YOUR GOAL: Transcribe word for word the lines spanning the line with "Objective — one marker on every instance of the thin" through the end of the records.

Records
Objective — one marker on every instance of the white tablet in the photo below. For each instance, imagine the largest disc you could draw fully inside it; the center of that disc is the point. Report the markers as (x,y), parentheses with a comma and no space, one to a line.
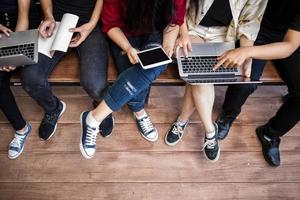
(153,57)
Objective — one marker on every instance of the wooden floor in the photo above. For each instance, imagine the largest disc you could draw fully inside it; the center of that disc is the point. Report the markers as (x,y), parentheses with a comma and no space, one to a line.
(127,167)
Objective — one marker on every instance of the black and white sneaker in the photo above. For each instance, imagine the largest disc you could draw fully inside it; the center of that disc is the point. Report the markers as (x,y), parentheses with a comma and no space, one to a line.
(107,126)
(49,122)
(88,138)
(175,133)
(211,147)
(146,128)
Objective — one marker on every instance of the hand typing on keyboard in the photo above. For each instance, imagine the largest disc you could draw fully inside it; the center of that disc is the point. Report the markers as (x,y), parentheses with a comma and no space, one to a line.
(5,30)
(7,68)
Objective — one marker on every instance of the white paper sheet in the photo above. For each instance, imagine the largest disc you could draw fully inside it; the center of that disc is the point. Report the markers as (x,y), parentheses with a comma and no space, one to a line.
(61,37)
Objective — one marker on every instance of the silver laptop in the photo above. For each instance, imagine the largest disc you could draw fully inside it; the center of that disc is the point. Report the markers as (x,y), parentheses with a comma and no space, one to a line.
(198,67)
(20,48)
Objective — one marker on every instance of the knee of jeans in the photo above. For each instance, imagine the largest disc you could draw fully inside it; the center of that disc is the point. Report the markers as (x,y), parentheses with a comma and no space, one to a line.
(94,89)
(31,85)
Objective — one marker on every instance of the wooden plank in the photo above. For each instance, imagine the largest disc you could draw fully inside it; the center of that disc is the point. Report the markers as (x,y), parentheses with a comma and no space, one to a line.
(161,110)
(159,91)
(68,70)
(149,191)
(126,137)
(148,167)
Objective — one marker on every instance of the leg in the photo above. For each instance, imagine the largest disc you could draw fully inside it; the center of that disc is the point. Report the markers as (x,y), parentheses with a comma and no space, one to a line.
(35,82)
(8,104)
(10,109)
(236,95)
(93,54)
(204,96)
(289,113)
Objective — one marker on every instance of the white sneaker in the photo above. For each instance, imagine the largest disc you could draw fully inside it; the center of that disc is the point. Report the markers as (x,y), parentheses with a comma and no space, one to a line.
(16,146)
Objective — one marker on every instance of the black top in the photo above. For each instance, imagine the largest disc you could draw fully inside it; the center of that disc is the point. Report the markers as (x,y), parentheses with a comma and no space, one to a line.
(82,8)
(8,5)
(219,14)
(281,15)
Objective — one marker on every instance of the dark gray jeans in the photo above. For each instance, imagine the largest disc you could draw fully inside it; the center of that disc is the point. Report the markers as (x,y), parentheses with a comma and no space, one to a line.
(93,53)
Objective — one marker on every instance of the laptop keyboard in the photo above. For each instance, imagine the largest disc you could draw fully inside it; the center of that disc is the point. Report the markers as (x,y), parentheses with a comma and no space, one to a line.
(25,49)
(200,64)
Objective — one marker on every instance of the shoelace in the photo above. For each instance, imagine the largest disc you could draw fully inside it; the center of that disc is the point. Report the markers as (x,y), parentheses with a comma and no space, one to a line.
(146,125)
(210,143)
(18,141)
(177,130)
(91,136)
(50,119)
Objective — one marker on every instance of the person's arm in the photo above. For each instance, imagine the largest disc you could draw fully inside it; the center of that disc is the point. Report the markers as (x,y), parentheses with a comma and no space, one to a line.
(277,50)
(84,30)
(170,36)
(171,32)
(23,13)
(48,24)
(6,31)
(184,40)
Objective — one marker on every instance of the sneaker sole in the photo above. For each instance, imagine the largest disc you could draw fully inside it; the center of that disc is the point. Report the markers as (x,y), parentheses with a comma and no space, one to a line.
(262,148)
(62,112)
(80,143)
(148,139)
(214,160)
(111,131)
(16,156)
(174,143)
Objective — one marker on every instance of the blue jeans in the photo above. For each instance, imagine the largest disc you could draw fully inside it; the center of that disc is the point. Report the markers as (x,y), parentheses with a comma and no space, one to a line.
(133,83)
(93,53)
(289,69)
(236,95)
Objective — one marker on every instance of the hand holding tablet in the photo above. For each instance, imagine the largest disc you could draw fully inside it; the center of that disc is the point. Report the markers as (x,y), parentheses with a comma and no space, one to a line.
(153,57)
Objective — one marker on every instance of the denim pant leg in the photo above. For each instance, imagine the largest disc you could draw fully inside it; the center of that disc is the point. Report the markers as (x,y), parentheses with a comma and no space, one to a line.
(8,104)
(137,103)
(93,53)
(35,81)
(130,84)
(236,95)
(288,114)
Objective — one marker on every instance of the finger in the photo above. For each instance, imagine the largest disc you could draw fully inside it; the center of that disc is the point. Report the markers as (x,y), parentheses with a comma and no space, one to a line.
(186,51)
(219,64)
(50,29)
(73,30)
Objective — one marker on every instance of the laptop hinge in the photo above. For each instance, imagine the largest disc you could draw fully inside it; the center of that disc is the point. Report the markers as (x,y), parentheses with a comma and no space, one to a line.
(197,76)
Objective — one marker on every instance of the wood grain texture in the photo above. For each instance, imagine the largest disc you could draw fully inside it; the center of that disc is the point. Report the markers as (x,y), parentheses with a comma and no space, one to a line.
(68,70)
(126,138)
(148,167)
(149,191)
(162,109)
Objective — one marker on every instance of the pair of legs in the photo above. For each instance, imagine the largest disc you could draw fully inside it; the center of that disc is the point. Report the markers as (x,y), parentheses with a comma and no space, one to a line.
(133,83)
(93,71)
(130,88)
(93,53)
(11,111)
(288,114)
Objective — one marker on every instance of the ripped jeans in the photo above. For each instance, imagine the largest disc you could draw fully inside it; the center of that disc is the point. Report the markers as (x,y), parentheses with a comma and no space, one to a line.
(133,82)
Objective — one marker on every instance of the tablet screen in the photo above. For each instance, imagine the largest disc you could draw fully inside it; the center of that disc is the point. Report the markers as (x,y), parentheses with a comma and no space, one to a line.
(153,56)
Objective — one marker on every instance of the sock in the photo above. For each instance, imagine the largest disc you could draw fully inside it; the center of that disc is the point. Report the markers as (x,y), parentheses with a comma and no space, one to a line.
(210,135)
(23,132)
(142,116)
(181,123)
(91,121)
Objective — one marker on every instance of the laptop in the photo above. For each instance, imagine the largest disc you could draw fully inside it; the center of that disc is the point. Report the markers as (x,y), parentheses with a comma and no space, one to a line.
(198,67)
(20,48)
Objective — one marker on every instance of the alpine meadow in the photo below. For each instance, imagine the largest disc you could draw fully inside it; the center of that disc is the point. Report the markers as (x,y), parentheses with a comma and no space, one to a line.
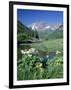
(39,44)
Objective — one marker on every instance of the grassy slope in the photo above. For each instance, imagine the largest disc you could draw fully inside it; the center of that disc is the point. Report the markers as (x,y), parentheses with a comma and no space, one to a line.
(49,45)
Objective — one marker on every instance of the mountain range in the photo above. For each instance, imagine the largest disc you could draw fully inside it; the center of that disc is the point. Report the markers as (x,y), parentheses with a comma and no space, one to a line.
(46,31)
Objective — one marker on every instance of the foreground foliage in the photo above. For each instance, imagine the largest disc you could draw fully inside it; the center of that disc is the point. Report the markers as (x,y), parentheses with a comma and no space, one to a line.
(30,67)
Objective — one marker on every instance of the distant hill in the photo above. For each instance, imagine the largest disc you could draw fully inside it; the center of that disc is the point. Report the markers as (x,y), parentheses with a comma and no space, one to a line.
(51,34)
(24,33)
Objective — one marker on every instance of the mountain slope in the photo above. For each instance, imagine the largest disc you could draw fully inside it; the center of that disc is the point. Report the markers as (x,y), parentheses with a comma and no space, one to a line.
(23,32)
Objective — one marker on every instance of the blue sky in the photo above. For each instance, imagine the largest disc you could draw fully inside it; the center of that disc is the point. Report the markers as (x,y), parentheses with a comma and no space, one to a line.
(27,17)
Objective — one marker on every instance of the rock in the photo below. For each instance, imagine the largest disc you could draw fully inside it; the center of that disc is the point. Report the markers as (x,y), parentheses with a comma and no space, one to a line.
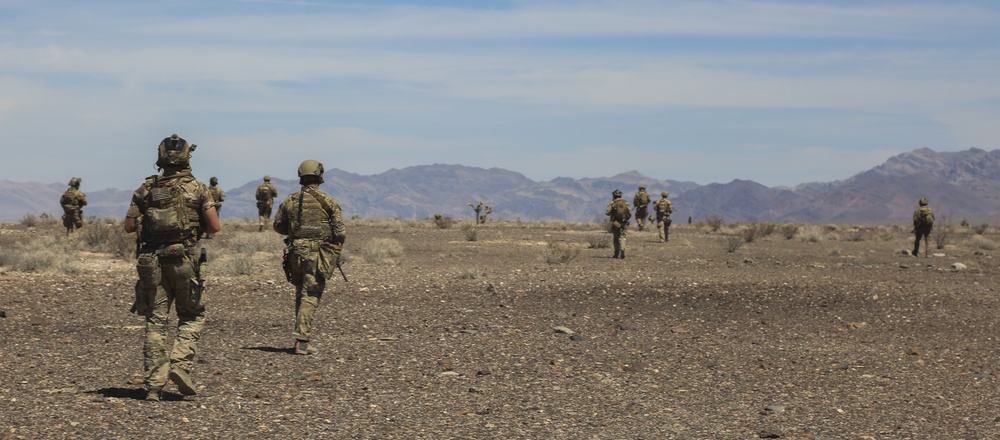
(561,329)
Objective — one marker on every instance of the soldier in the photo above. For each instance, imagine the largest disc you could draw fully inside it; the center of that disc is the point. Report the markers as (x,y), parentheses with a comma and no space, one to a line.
(663,210)
(641,202)
(619,213)
(217,194)
(265,200)
(173,208)
(923,222)
(73,201)
(314,224)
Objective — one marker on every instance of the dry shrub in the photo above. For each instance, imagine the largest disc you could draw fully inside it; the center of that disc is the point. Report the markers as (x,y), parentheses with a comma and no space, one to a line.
(470,231)
(599,241)
(40,255)
(382,251)
(982,243)
(732,242)
(789,231)
(559,253)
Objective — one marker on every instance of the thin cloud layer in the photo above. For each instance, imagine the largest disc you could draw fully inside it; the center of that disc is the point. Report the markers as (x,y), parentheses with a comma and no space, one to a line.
(779,92)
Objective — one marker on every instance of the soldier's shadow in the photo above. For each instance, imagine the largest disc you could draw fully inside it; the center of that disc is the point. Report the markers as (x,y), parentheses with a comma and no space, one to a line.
(132,393)
(272,349)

RESULT:
Objective — one marker on every instance of the thin cloud layer in the photo above. For each instance, imagine the largest disc you could draw fully inside it; the center of that disc is the point. Report the markers as (x,y), parentheses with a comma and no space, one to a line.
(779,92)
Objective — one marker on every instance of the soldier's shadow in the photo above. For each instance, imagine the largest disc you could draw fully inside it; the center of that disc is the point. Report the markers as (x,y), parentheses with a comma and no space, one to a line.
(132,393)
(272,349)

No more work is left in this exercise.